--- Listed records Enclosed Below ---

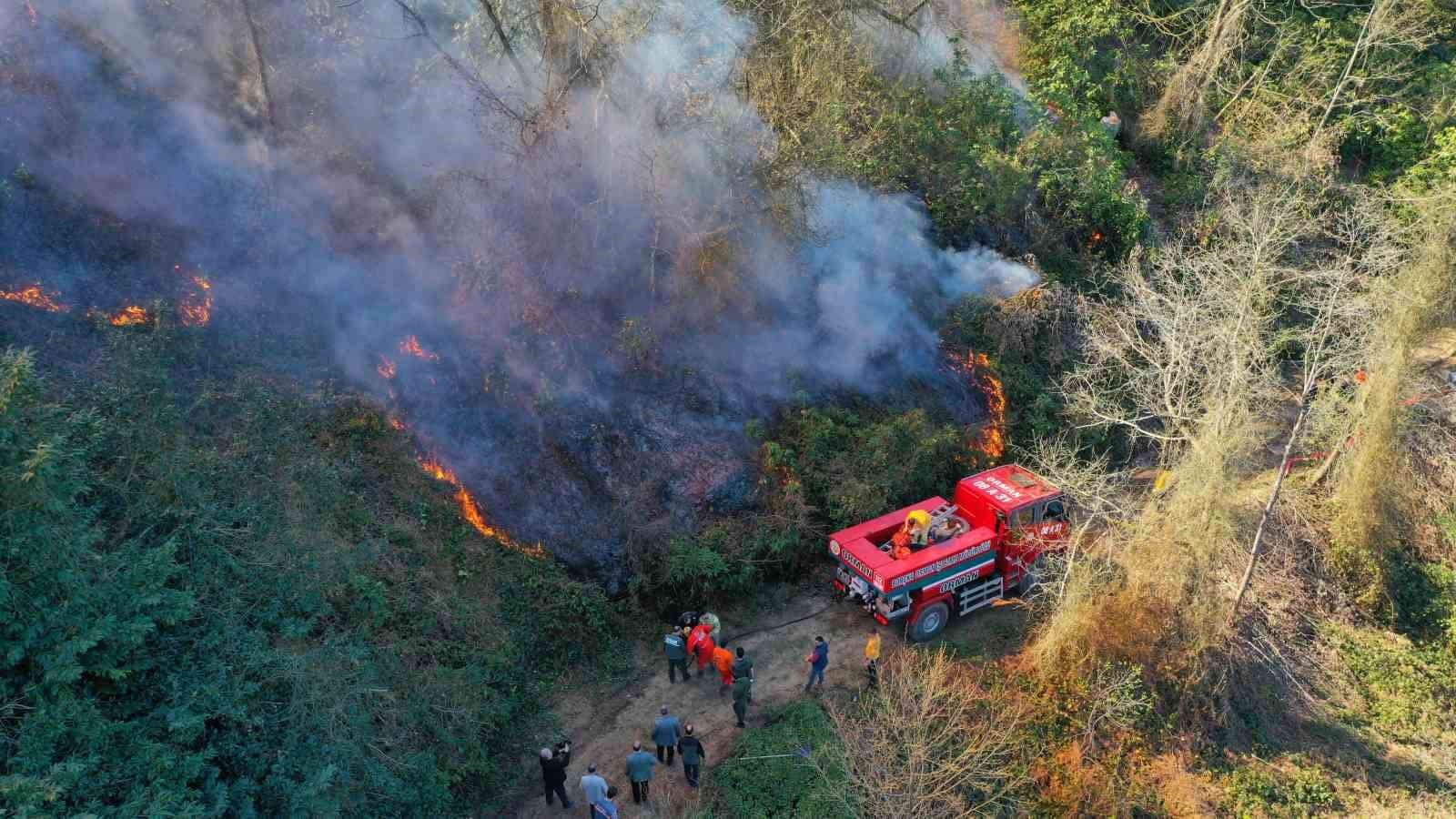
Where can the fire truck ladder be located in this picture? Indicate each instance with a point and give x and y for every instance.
(980, 593)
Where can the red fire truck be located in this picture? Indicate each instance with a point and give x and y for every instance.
(986, 544)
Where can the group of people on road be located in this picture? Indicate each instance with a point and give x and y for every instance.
(701, 640)
(673, 741)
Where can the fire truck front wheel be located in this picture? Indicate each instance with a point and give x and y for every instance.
(931, 622)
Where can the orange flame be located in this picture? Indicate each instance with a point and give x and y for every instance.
(992, 436)
(472, 511)
(130, 315)
(35, 298)
(411, 347)
(197, 310)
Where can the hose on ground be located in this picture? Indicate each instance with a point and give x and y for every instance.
(752, 632)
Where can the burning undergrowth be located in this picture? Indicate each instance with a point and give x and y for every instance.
(470, 244)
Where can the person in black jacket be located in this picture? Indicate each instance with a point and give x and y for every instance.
(553, 771)
(693, 755)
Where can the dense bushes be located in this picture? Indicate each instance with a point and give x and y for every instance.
(822, 470)
(244, 601)
(989, 167)
(1087, 57)
(791, 783)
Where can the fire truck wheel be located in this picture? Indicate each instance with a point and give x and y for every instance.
(1031, 577)
(932, 622)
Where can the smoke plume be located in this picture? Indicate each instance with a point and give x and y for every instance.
(581, 238)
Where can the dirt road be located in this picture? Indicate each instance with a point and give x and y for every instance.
(604, 731)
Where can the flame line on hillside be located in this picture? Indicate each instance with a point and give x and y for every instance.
(411, 347)
(197, 309)
(470, 511)
(130, 315)
(990, 439)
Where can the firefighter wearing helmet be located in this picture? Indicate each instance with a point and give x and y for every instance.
(914, 535)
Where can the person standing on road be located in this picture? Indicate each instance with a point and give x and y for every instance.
(604, 807)
(693, 755)
(723, 661)
(593, 789)
(873, 658)
(701, 643)
(740, 700)
(743, 668)
(640, 771)
(676, 651)
(817, 661)
(666, 732)
(553, 773)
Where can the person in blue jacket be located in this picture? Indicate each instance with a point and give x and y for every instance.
(640, 771)
(817, 661)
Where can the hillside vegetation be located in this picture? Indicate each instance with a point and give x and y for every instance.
(229, 588)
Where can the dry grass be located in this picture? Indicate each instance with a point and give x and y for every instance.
(929, 741)
(1366, 496)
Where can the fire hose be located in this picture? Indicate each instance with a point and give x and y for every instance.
(740, 636)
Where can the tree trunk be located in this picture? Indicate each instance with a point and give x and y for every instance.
(1269, 508)
(255, 36)
(506, 44)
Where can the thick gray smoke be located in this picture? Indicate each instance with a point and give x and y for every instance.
(608, 285)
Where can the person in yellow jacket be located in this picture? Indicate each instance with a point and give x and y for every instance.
(919, 525)
(914, 535)
(873, 658)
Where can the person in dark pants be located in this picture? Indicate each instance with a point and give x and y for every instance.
(553, 773)
(640, 771)
(693, 755)
(676, 649)
(664, 733)
(594, 789)
(817, 661)
(740, 700)
(604, 807)
(743, 668)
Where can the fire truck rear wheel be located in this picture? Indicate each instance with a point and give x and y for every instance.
(1031, 577)
(931, 622)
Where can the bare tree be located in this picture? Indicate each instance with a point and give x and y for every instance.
(1330, 339)
(925, 742)
(1179, 358)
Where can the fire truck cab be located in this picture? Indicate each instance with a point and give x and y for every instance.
(982, 547)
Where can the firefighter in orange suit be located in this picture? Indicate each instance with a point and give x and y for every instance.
(914, 535)
(723, 661)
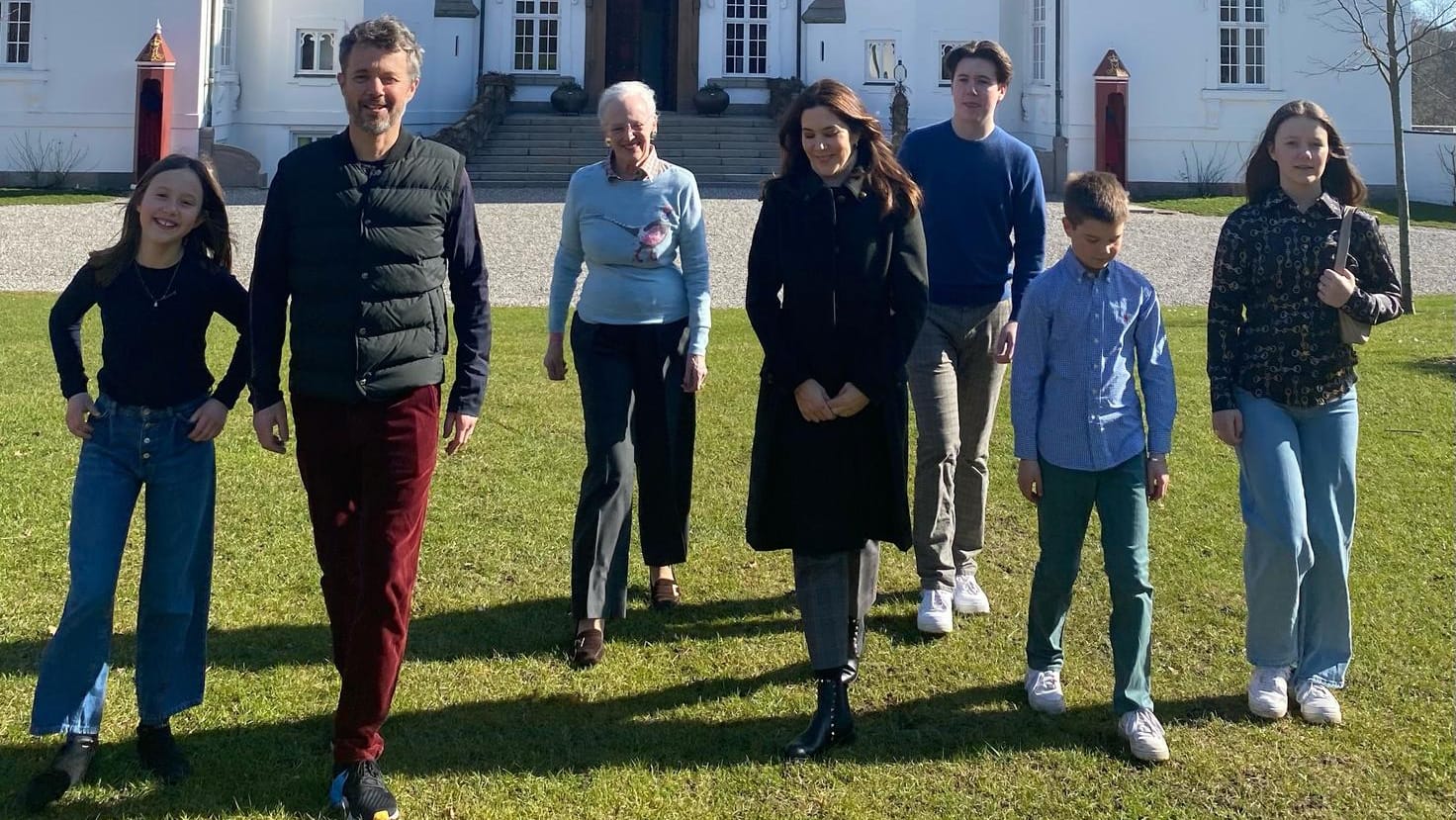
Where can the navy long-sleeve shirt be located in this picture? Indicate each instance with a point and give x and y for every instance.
(469, 293)
(984, 215)
(153, 344)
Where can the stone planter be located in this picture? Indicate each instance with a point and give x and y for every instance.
(711, 101)
(568, 98)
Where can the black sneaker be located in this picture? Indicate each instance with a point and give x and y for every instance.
(67, 768)
(358, 789)
(160, 755)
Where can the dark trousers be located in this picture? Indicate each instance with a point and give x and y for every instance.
(366, 468)
(637, 415)
(835, 591)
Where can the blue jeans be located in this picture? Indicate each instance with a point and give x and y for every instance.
(1298, 496)
(132, 447)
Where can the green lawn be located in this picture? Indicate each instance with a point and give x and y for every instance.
(43, 197)
(687, 712)
(1421, 213)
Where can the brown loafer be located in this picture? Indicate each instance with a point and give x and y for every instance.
(587, 648)
(666, 593)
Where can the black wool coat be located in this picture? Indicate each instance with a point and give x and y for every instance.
(836, 293)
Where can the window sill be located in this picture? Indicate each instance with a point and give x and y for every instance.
(740, 82)
(1252, 93)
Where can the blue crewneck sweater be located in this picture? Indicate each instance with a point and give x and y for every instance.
(631, 236)
(984, 213)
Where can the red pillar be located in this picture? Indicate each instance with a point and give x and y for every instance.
(156, 67)
(1110, 119)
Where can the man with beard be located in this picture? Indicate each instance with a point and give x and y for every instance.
(361, 231)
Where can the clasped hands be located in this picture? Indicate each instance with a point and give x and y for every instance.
(816, 404)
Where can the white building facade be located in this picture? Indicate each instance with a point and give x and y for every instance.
(258, 74)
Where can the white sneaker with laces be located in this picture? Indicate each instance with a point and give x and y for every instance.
(1144, 736)
(935, 612)
(970, 597)
(1317, 703)
(1045, 690)
(1268, 692)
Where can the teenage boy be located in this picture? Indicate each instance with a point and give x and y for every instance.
(986, 226)
(1080, 444)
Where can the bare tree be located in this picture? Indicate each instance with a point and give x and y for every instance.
(1388, 36)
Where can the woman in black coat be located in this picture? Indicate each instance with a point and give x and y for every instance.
(839, 236)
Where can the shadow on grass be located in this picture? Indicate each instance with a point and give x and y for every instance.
(284, 767)
(1434, 366)
(515, 629)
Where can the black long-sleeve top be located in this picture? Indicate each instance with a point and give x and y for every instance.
(153, 344)
(469, 293)
(1268, 332)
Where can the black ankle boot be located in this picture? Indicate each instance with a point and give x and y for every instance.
(857, 644)
(832, 723)
(68, 768)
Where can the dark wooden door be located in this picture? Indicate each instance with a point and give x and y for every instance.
(641, 44)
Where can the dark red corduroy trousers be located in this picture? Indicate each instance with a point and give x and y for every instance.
(366, 468)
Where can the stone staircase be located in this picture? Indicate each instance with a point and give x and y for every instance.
(537, 150)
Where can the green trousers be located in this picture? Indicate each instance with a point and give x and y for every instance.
(1067, 497)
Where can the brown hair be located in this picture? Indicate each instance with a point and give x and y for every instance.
(872, 151)
(1339, 179)
(212, 237)
(1095, 196)
(388, 34)
(987, 49)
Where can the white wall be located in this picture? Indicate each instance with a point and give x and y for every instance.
(1174, 95)
(82, 80)
(1427, 179)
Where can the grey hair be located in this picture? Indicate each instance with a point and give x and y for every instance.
(619, 92)
(388, 34)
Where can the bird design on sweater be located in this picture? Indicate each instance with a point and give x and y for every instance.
(651, 236)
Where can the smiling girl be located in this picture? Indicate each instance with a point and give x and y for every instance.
(151, 425)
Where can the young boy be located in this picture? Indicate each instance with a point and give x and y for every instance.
(1079, 440)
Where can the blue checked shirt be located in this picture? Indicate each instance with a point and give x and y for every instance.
(1072, 398)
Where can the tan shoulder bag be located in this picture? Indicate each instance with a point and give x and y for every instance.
(1351, 329)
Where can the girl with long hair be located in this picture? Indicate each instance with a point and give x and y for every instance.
(1283, 386)
(839, 234)
(151, 425)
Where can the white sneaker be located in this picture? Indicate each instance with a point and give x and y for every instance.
(1045, 690)
(1144, 736)
(970, 597)
(1317, 702)
(1268, 692)
(935, 612)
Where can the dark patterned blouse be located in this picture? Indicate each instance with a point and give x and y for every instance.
(1268, 332)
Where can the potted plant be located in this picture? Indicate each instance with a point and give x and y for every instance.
(568, 98)
(711, 99)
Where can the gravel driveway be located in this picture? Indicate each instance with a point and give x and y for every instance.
(41, 246)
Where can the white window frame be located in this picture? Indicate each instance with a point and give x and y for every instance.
(226, 46)
(536, 25)
(318, 70)
(746, 39)
(944, 49)
(879, 61)
(1243, 55)
(1039, 41)
(19, 39)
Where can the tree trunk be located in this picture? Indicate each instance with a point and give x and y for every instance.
(1403, 197)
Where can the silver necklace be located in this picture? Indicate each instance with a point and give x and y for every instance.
(168, 293)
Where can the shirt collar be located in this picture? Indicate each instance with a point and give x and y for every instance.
(650, 169)
(1082, 271)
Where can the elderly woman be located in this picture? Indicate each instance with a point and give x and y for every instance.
(638, 341)
(836, 296)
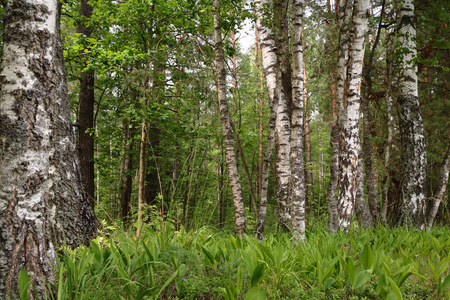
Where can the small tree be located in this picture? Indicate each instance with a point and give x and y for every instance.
(42, 200)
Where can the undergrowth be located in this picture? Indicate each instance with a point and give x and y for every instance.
(208, 264)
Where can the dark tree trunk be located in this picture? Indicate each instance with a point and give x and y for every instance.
(151, 178)
(127, 178)
(42, 199)
(413, 167)
(86, 102)
(230, 154)
(440, 189)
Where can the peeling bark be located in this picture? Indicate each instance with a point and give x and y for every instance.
(298, 185)
(283, 120)
(230, 155)
(42, 200)
(350, 142)
(86, 101)
(127, 178)
(344, 14)
(269, 61)
(440, 189)
(413, 167)
(390, 127)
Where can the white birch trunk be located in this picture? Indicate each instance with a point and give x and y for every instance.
(269, 61)
(390, 127)
(298, 187)
(350, 141)
(440, 189)
(42, 203)
(283, 122)
(230, 155)
(345, 10)
(413, 166)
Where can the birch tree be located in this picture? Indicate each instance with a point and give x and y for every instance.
(42, 199)
(86, 101)
(283, 118)
(440, 189)
(350, 142)
(298, 187)
(413, 166)
(266, 40)
(345, 10)
(230, 155)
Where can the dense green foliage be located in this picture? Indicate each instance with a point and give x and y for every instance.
(208, 264)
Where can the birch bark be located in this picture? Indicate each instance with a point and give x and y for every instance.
(42, 199)
(413, 167)
(390, 127)
(230, 155)
(283, 119)
(440, 189)
(298, 187)
(269, 61)
(345, 10)
(350, 141)
(86, 102)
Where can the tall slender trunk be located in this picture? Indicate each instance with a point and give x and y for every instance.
(152, 190)
(362, 211)
(440, 189)
(86, 101)
(308, 173)
(390, 128)
(413, 167)
(372, 194)
(141, 188)
(127, 178)
(226, 127)
(298, 186)
(269, 60)
(344, 14)
(43, 204)
(247, 172)
(350, 141)
(283, 119)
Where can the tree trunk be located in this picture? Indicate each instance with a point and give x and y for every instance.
(440, 189)
(333, 217)
(86, 101)
(42, 201)
(230, 155)
(247, 172)
(344, 14)
(298, 186)
(127, 178)
(269, 61)
(308, 173)
(350, 142)
(362, 211)
(372, 194)
(283, 122)
(152, 190)
(141, 188)
(390, 128)
(413, 167)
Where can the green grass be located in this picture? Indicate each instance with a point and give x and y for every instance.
(208, 264)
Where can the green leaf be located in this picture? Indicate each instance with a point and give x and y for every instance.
(328, 283)
(256, 293)
(445, 285)
(367, 257)
(258, 274)
(361, 278)
(395, 289)
(24, 284)
(182, 270)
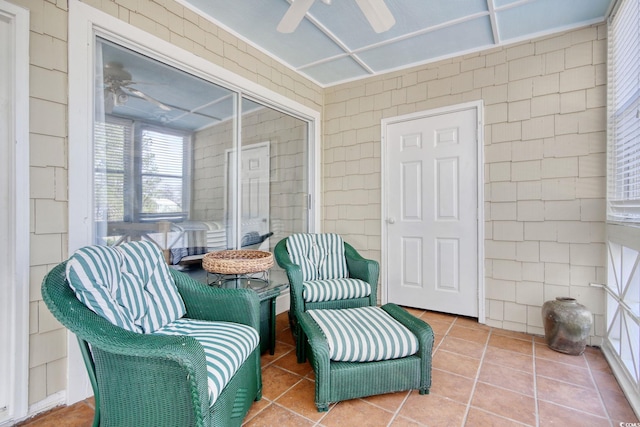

--- End of Enclosed Listed records ---

Task prompt: Starting at the line that contains "Where can the birch bark", write out every line through the end of the entries above exactly, and omit the pictures.

Response box:
Where can the birch bark be located in this picture? Indicate each instance with a point and give x and y for every instance.
(42, 199)
(413, 167)
(390, 127)
(230, 155)
(283, 119)
(440, 189)
(298, 187)
(269, 61)
(345, 10)
(350, 141)
(86, 102)
Where can the tall slender trunk be located in this picture? Indicate each instance with a point and give x and y for every instance.
(152, 190)
(362, 211)
(440, 189)
(86, 101)
(308, 173)
(390, 128)
(413, 167)
(372, 194)
(141, 188)
(127, 178)
(226, 127)
(298, 186)
(269, 60)
(344, 14)
(43, 204)
(247, 172)
(350, 141)
(283, 119)
Where can the tree trunk be located in this picture? Indicate each instance with a point and give x and y for every instance.
(440, 189)
(333, 217)
(86, 101)
(42, 201)
(230, 155)
(247, 172)
(344, 14)
(298, 186)
(127, 178)
(269, 61)
(308, 173)
(350, 142)
(362, 211)
(372, 194)
(283, 122)
(152, 190)
(141, 188)
(390, 128)
(413, 167)
Where can the green grass be located in this picture? Indicate each instance with a point and give x and y for every instance.
(208, 264)
Where can the green leaf be located in this picture? Indicate each instance with a point and give x and y for every instance.
(328, 283)
(256, 293)
(445, 285)
(367, 257)
(258, 274)
(361, 278)
(395, 289)
(24, 284)
(182, 270)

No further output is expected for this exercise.